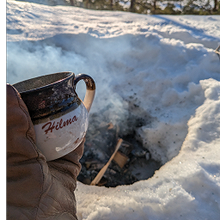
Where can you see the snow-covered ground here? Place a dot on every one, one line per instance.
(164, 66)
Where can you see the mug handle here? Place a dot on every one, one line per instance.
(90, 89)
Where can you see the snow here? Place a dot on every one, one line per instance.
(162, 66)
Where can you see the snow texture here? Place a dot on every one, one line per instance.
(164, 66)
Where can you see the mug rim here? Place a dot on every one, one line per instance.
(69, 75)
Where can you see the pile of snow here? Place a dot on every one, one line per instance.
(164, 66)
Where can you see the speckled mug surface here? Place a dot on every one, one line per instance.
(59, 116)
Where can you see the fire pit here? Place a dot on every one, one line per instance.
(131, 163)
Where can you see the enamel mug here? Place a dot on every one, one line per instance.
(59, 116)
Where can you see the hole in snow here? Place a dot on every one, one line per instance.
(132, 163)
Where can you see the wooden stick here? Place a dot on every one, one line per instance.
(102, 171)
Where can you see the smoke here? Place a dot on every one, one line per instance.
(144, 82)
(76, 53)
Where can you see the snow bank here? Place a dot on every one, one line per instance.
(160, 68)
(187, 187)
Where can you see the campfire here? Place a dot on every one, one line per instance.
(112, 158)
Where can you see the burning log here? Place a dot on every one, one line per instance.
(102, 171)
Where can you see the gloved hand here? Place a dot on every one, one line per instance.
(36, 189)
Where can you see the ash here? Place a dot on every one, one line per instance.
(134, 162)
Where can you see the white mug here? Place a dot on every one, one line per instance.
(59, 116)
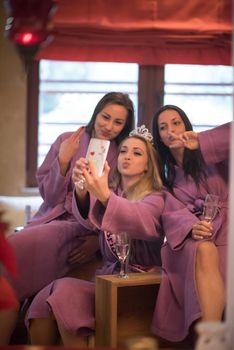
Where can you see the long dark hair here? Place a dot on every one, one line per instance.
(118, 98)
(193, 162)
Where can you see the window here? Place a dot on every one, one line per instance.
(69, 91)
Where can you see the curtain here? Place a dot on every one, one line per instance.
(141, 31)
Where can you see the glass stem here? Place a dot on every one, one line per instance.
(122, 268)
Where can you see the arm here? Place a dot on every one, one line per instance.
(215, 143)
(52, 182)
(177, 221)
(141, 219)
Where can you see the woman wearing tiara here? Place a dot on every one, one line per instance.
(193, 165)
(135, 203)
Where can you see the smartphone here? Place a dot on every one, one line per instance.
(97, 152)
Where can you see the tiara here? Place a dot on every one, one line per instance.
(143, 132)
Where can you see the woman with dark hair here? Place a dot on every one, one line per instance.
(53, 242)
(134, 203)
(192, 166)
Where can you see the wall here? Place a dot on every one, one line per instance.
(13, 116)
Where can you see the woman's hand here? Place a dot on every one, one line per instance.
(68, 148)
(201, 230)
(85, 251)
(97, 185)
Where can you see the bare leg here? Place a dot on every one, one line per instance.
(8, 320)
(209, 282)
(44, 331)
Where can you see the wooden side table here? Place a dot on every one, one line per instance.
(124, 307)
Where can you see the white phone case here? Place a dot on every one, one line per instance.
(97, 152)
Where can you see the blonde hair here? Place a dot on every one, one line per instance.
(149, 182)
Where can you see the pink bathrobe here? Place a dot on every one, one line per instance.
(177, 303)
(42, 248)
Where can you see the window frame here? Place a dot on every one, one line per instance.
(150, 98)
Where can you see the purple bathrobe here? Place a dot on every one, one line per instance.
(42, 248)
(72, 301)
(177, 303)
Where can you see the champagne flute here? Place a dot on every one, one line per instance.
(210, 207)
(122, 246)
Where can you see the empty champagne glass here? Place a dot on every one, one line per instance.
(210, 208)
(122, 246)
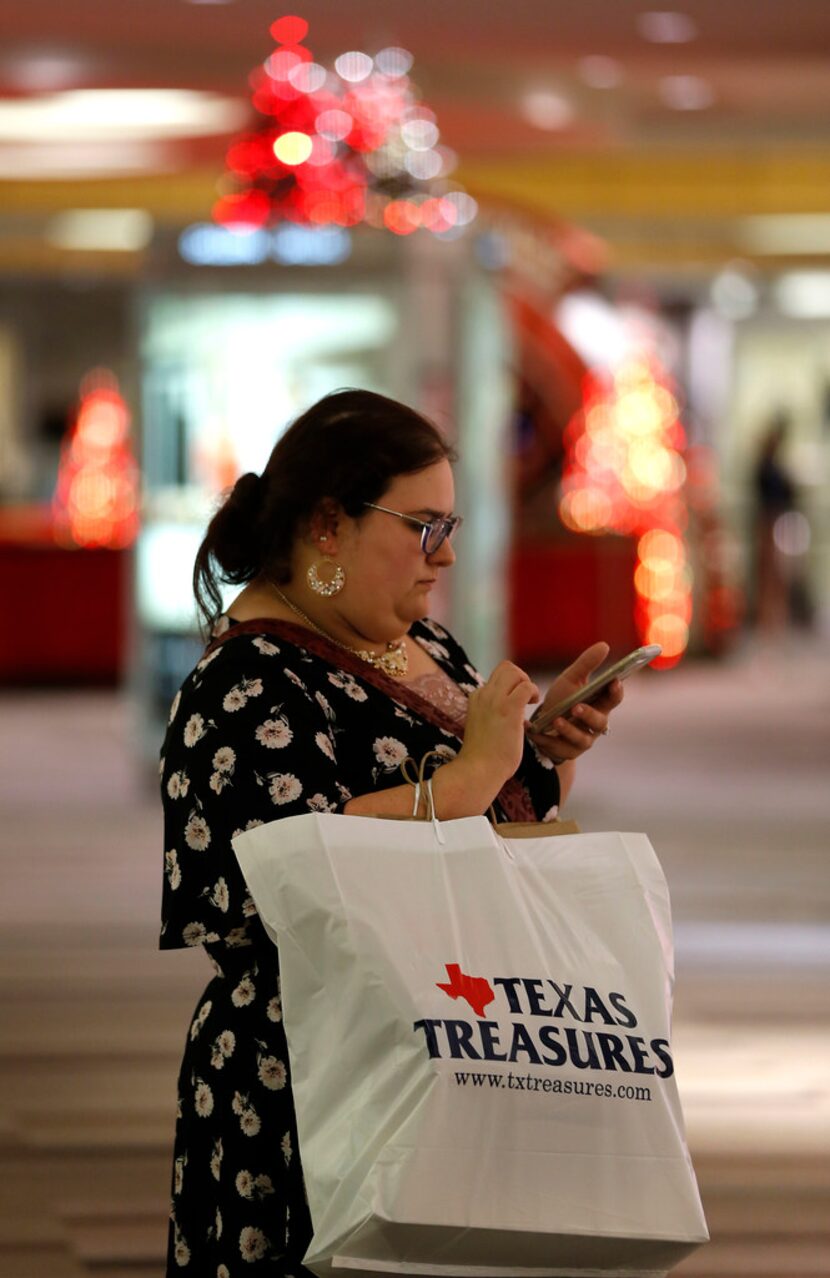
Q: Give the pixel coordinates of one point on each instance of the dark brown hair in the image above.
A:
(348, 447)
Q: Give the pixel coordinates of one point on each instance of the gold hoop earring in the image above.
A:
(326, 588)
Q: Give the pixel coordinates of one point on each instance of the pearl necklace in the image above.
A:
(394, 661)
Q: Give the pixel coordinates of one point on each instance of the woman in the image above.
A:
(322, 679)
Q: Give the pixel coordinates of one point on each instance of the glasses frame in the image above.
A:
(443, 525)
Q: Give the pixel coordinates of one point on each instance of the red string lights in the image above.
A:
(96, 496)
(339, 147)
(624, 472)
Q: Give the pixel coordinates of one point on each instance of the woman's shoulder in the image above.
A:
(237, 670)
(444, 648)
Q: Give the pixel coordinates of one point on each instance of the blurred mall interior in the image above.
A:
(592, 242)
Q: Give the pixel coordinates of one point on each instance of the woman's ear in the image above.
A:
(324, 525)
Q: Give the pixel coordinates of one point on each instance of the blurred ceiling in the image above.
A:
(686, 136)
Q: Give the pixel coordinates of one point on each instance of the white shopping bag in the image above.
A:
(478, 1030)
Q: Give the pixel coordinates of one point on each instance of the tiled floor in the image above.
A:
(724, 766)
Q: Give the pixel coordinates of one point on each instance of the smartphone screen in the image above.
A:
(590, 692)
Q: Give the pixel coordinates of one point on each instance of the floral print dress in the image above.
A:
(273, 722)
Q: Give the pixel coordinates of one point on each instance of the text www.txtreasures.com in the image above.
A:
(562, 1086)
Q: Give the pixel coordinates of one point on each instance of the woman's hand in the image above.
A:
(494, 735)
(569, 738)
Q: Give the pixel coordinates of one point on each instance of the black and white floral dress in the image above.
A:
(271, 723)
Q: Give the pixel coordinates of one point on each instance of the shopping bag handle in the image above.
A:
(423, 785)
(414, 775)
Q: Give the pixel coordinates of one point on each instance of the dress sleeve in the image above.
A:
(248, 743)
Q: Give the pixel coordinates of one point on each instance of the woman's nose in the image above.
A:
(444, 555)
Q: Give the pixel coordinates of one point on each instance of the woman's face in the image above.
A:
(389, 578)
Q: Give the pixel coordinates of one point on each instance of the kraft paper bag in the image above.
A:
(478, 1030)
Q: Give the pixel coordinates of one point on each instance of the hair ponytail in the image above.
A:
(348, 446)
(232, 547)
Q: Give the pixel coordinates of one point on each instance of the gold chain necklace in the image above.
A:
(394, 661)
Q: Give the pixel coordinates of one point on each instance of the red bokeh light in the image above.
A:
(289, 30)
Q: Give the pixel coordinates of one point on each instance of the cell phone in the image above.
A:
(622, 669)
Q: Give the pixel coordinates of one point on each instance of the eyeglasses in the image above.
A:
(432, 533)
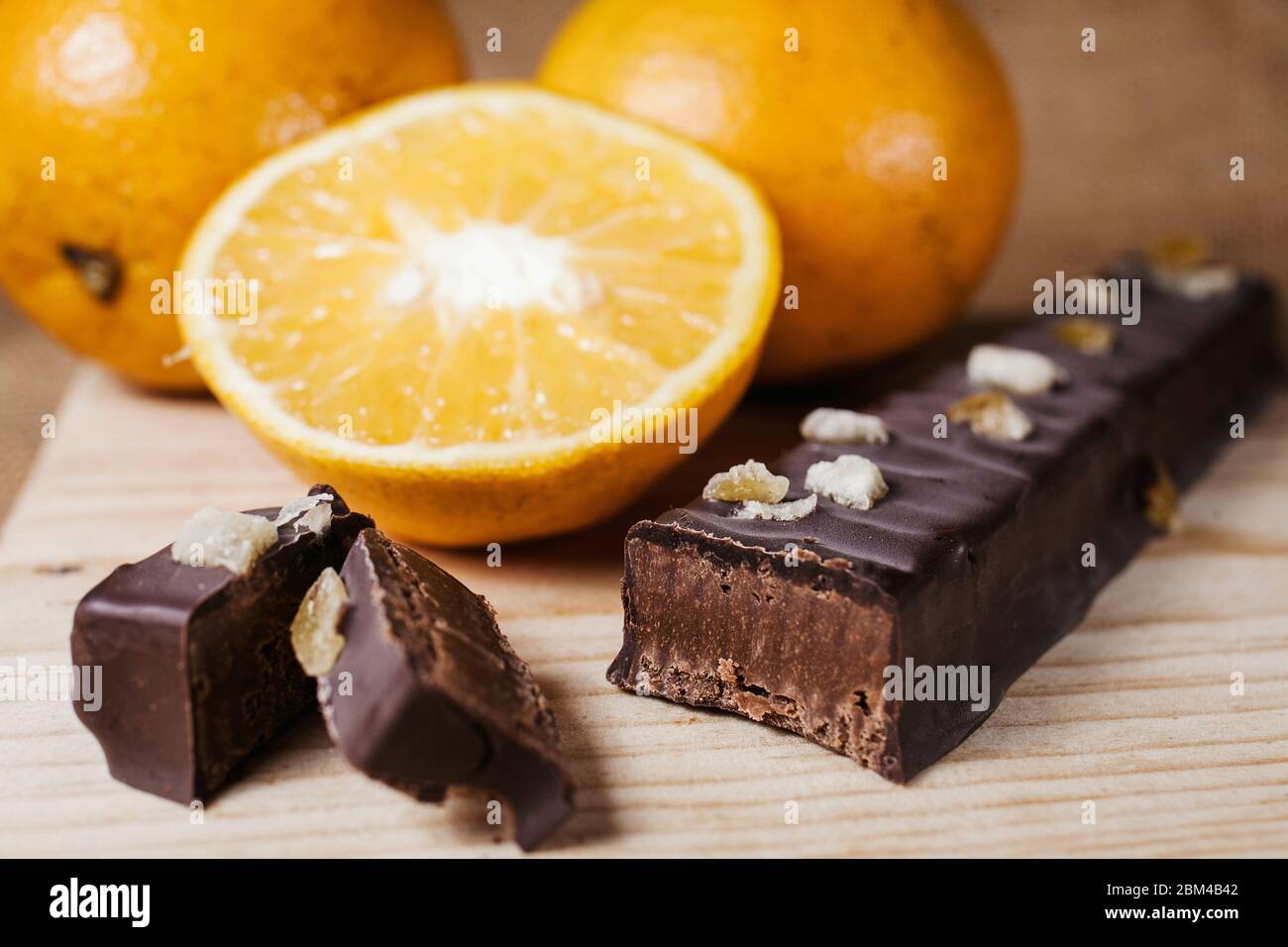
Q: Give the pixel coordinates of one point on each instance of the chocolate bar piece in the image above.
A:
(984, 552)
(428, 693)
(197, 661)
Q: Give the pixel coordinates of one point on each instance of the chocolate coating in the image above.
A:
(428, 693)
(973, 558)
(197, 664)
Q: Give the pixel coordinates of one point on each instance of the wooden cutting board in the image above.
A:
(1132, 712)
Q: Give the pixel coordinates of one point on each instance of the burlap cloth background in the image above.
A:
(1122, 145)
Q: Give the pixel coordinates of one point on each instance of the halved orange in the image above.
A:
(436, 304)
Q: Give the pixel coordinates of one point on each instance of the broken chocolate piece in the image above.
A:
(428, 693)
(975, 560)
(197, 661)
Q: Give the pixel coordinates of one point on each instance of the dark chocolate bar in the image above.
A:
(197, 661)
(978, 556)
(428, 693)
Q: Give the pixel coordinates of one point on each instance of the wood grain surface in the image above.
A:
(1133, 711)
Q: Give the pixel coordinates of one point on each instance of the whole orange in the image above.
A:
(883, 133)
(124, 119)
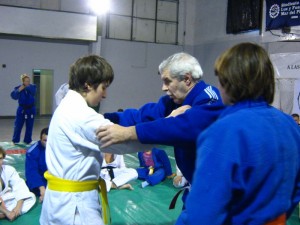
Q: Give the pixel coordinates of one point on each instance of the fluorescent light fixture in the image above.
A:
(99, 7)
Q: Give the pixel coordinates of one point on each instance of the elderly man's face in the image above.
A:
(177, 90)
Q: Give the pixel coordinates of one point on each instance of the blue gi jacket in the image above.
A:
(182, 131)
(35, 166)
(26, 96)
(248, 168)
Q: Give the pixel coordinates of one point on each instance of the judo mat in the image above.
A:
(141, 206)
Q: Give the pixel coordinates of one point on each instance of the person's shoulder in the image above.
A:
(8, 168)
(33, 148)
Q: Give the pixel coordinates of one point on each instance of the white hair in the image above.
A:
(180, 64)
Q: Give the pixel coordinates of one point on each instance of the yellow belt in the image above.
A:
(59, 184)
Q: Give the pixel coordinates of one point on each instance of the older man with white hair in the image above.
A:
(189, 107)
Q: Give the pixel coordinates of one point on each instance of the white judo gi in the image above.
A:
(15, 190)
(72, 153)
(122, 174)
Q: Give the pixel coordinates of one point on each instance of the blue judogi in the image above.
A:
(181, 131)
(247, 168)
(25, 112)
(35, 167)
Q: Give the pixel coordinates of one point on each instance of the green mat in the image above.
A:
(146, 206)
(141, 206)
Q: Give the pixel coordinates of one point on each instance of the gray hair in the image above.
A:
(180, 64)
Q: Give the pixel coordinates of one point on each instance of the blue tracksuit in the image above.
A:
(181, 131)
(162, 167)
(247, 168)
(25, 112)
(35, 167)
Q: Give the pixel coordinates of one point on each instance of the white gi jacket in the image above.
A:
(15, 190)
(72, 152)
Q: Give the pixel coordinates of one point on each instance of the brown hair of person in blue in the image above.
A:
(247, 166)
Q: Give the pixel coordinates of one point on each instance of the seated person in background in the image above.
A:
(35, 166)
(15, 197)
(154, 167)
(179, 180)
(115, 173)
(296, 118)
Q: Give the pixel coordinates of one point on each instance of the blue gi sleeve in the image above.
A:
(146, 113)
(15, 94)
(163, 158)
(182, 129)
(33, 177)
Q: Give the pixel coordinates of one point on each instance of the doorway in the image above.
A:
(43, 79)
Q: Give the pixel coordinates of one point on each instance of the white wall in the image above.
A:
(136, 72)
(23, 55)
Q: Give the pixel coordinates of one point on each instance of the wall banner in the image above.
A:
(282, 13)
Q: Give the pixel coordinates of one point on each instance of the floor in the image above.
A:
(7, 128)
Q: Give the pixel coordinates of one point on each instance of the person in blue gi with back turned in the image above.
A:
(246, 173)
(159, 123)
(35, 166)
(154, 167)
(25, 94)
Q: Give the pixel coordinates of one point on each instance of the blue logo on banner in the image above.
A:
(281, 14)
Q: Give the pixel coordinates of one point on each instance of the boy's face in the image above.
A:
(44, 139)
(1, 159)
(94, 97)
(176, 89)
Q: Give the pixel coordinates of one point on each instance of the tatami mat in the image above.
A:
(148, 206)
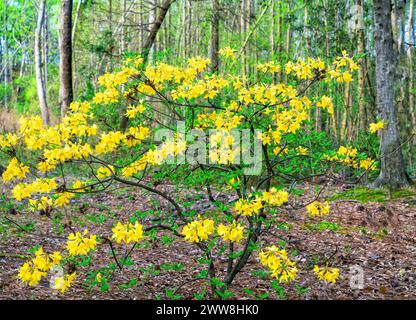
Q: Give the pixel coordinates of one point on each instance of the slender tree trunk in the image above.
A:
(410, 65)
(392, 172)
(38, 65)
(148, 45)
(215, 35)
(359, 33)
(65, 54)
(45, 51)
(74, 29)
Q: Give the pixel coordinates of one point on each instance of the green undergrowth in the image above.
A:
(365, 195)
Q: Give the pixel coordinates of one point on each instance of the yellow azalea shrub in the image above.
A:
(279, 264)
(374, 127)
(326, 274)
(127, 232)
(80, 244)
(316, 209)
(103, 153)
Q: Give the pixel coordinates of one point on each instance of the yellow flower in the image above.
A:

- - - - - - -

(WHAT THIS TASK INVOLVES) If a line in the listing holds the word "shopping", list that line.

(EXERCISE RESPONSE)
Q: Give the pixel coordinates of one point on each instance of the white shopping bag in the image above.
Q: Give the pixel coordinates of one point on each instance of the shopping bag handle in the image above.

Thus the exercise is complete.